(Texto):
De la libertad de prensa al derecho a la información
Puntal de la democracia, según la teoría liberal clásica
José Luis Esquivel
Profesor de periodismo en la Universiad Autónoma del Nuevo León.
Doctor por la complutense de Madrid.
Recoger o reunir información; transmitirla y comunicarla; publicar, divulgar y emitir noticias, así como el derecho irrestricto a recibir noticias y opiniones por cualquier medio de información, son principios que consagra la teoría liberal clásica, porque el derecho a la información, como disciplina jurídica, nace ante la necesidad de reglamentar y organizar el ejercicio de un derecho natural del hombre, reconocido en las leyes fundamentales de los diversos países modelados en el ámbito jurídico-político de los Estados de Derecho.
Después de que el alemán Johann Gutenberg creó en Maguncial los tipos metálicos móviles para echar a andar la prensa en occidente en 1450, su invento debió enfrentar a dos enemigos poderosos: por un lado, aquellos que veían como un instrumento del demonio el nuevo sistema de difusión múltiple de mensajes escritos y trataron de acallar su voz para que no se produjeran sin autorización libros, folletos ni hojas noticiosas, y por otro, aquellos que hicieron mal uso de tan valiosa herramienta para llenar de textos incendiarios y difamatorios su entorno.

(Registros mostrados):
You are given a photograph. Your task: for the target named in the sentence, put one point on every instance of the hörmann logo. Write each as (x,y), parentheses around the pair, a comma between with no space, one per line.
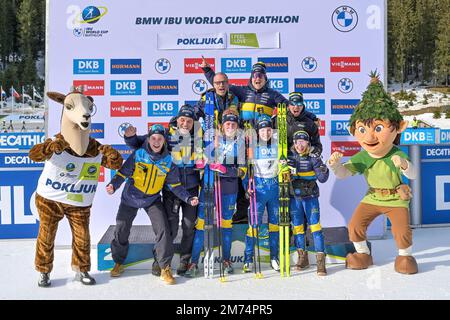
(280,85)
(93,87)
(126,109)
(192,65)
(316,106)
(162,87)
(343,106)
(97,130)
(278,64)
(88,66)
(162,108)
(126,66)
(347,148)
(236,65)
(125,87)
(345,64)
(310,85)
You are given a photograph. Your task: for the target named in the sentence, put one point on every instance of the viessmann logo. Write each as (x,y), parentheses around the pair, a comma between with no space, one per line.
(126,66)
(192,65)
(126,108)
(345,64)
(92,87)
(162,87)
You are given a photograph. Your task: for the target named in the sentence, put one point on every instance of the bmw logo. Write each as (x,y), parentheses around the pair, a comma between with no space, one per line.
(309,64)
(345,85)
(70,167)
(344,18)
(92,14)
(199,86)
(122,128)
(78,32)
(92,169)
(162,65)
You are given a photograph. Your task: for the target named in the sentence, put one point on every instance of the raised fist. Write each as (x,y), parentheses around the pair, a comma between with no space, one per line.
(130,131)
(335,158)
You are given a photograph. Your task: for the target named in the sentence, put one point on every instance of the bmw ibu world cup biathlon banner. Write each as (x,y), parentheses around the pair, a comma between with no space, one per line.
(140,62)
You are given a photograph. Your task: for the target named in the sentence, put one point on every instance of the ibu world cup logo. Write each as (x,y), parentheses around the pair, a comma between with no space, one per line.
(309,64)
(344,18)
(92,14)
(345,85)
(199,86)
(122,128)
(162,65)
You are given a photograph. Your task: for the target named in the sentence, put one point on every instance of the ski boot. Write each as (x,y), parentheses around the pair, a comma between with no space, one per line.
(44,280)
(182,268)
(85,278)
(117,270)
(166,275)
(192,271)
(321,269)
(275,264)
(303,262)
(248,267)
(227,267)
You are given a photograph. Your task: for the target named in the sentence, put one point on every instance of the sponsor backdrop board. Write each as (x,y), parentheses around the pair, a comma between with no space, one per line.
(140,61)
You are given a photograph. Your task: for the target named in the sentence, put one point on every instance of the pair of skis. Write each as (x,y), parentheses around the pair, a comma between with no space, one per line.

(Tarea planteada):
Según el texto sobre la libertad de prensa, ¿ante qué necesidad nace el derecho a la información como disciplina jurídica? Los registros no hacen falta para resolver esto.

(Solución escrita):
Nace ante la necesidad de reglamentar y organizar el ejercicio de un derecho natural del hombre.